(Point placement records)
----
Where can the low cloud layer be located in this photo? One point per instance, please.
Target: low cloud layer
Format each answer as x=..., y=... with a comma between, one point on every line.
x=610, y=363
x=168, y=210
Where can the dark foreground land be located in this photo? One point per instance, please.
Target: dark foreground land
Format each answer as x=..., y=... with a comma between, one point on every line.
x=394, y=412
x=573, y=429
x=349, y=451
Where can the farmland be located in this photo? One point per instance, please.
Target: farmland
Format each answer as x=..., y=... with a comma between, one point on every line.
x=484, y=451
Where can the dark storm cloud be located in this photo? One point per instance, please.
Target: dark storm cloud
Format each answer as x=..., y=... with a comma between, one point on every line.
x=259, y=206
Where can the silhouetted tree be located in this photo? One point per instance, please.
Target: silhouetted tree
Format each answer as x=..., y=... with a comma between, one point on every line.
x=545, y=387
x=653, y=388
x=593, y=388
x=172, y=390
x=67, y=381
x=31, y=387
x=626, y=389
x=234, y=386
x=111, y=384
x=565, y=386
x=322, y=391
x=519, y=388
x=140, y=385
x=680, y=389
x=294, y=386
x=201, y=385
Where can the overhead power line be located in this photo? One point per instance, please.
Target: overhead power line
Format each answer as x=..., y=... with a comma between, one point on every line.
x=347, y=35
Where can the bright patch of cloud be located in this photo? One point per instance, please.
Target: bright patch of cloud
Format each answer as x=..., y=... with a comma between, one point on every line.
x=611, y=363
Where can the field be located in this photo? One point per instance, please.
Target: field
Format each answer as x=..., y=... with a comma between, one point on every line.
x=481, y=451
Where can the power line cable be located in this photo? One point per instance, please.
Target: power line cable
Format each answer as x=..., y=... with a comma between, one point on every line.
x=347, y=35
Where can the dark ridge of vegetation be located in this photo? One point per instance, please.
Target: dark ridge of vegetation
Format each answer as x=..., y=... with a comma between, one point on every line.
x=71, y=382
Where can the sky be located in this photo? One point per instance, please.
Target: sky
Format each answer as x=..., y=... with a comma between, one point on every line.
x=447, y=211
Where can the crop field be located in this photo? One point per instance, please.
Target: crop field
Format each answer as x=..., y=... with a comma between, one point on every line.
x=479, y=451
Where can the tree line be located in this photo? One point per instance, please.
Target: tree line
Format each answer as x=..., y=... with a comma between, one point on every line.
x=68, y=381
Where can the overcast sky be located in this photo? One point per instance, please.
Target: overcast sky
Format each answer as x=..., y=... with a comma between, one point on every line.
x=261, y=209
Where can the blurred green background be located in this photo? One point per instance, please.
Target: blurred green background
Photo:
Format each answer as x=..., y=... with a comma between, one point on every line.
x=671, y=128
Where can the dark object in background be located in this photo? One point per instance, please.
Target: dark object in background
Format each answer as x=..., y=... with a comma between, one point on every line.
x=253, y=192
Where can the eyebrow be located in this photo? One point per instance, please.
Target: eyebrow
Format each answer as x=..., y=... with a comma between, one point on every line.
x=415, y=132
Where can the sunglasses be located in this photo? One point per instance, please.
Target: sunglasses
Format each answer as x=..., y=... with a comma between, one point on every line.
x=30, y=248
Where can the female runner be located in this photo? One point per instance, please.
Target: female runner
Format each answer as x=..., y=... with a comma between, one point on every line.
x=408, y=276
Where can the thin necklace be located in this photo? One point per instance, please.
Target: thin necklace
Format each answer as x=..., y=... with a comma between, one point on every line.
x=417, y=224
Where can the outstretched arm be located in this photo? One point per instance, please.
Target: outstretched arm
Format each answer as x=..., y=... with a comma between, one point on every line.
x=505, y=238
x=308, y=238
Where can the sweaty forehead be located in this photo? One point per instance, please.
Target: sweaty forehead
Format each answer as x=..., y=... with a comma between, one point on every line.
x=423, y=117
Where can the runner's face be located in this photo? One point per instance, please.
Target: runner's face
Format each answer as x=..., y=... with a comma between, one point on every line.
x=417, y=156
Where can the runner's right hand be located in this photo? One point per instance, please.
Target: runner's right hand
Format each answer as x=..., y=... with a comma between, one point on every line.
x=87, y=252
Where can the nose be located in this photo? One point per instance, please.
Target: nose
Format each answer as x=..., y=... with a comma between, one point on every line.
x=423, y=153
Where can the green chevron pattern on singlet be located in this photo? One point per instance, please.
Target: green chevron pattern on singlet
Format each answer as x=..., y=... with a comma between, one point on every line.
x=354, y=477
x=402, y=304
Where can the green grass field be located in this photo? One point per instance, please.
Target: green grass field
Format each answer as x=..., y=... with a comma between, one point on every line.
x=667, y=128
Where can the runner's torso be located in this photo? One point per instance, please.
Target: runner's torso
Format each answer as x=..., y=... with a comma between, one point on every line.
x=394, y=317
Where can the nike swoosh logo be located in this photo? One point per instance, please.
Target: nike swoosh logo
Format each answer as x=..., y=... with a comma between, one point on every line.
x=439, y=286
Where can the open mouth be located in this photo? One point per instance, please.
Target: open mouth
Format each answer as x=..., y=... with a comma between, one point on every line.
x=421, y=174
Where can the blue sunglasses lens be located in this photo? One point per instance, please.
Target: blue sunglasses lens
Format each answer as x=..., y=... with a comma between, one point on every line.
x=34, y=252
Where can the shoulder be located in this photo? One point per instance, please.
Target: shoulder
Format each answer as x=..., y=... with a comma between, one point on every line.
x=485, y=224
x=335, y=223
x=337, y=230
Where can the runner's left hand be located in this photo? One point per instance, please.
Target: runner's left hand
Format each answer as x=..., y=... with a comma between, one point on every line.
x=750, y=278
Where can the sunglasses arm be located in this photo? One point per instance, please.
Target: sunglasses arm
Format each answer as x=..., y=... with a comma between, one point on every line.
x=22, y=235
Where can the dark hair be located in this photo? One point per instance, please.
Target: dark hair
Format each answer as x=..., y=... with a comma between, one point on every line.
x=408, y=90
----
EXERCISE TASK
Reproduce everything from the line containing "Where can the sky" down to the line containing "x=68, y=381", requests included, offsetting every x and y coordinate in the answers by adding 96.

TASK SOLUTION
Where can the sky be located in this photo? One point per instance, please.
Target: sky
Format each answer as x=..., y=... with a comma between, one point on every line.
x=543, y=307
Where can the crop field be located in this photo? One point per instance, please.
Target: crop field
Format each answer as x=..., y=... with a comma between, one point on every line.
x=575, y=547
Where can the tree line be located in this photo? One point per instance, please.
Target: tree line
Format each answer as x=..., y=... with a comma between, one point on every line.
x=164, y=477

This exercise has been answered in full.